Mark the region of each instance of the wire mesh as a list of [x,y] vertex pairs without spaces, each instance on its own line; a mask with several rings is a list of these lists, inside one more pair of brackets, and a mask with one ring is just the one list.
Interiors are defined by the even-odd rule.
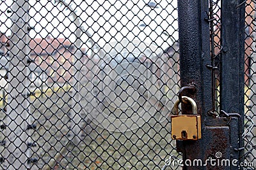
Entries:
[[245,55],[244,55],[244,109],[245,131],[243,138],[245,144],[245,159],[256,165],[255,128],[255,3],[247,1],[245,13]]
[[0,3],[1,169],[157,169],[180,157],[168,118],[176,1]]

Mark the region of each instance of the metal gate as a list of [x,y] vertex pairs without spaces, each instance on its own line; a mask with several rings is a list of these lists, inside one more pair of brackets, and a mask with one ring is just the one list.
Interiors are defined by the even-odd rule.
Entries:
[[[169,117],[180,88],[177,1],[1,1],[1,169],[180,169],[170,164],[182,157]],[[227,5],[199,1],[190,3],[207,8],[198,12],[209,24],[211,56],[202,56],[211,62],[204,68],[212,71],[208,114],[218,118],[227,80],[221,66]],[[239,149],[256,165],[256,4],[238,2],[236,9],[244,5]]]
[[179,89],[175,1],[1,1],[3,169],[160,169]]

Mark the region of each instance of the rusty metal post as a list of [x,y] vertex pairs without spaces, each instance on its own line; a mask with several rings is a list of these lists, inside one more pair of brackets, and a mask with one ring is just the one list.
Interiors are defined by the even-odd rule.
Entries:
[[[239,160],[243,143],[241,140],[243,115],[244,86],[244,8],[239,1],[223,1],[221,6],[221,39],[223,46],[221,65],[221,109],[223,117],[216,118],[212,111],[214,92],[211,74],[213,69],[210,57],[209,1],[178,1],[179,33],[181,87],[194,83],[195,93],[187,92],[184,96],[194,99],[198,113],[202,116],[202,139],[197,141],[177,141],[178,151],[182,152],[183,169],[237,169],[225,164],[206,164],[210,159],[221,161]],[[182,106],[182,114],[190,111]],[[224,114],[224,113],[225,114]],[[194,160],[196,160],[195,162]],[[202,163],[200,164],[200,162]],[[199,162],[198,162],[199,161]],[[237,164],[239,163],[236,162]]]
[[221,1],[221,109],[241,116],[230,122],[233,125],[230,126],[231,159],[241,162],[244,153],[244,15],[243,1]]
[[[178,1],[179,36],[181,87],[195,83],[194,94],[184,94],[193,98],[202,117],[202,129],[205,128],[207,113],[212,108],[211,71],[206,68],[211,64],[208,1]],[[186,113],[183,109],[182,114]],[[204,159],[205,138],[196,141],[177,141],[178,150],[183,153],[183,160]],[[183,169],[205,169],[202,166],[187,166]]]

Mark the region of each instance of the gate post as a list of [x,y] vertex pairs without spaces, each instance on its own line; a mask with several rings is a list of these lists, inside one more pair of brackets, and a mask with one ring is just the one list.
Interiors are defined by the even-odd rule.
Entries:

• • • •

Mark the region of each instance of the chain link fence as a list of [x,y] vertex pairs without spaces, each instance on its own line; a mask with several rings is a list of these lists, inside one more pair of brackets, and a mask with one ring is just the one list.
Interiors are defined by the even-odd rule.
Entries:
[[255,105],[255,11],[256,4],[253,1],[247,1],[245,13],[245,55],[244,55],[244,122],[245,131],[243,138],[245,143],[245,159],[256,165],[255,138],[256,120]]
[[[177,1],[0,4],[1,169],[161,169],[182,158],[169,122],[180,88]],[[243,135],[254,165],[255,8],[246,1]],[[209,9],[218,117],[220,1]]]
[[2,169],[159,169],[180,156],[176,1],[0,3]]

• • • •

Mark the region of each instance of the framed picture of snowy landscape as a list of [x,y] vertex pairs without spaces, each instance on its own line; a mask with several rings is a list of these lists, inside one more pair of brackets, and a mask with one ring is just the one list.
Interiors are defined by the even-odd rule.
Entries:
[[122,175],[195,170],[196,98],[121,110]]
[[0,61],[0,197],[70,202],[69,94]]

• • • •

> _Set task_
Reproduce verbatim every line between the line containing "Mark the region of each instance of the wire" and the line containing "[[179,89],[175,1],[1,1],[3,169],[160,169]]", inclusive, omitting any pictures.

> _Exercise response_
Mark the region of each instance of the wire mesh as a list of [x,y] vertex pairs without spaces, each instance on its own line; a mask with several rings is a list of these lists, inside one more pair of brackets, and a mask with one ring is just the one list.
Interiors are defined by the even-odd rule.
Entries:
[[245,55],[244,55],[244,109],[245,131],[243,138],[245,144],[245,159],[256,165],[255,128],[255,3],[247,1],[245,13]]
[[0,3],[1,169],[157,169],[180,157],[168,118],[176,1]]

Mark the region of each instance of the metal gate as a list of [x,y] vertex pairs without spaces, each instance on its own line; a mask with several rings is a list of these lists, inside one more pair of brackets, and a mask with one ring is just the one list.
Interiors are defined by the even-odd rule.
Entries:
[[[169,117],[180,88],[177,1],[1,1],[1,169],[180,169],[170,164],[182,157]],[[227,5],[199,1],[190,3],[207,8],[198,12],[209,24],[211,56],[202,56],[211,62],[204,68],[212,71],[208,114],[218,118],[227,80],[221,66]],[[239,149],[256,165],[256,4],[238,2],[236,9],[244,5]]]
[[179,89],[175,1],[1,1],[3,169],[160,169]]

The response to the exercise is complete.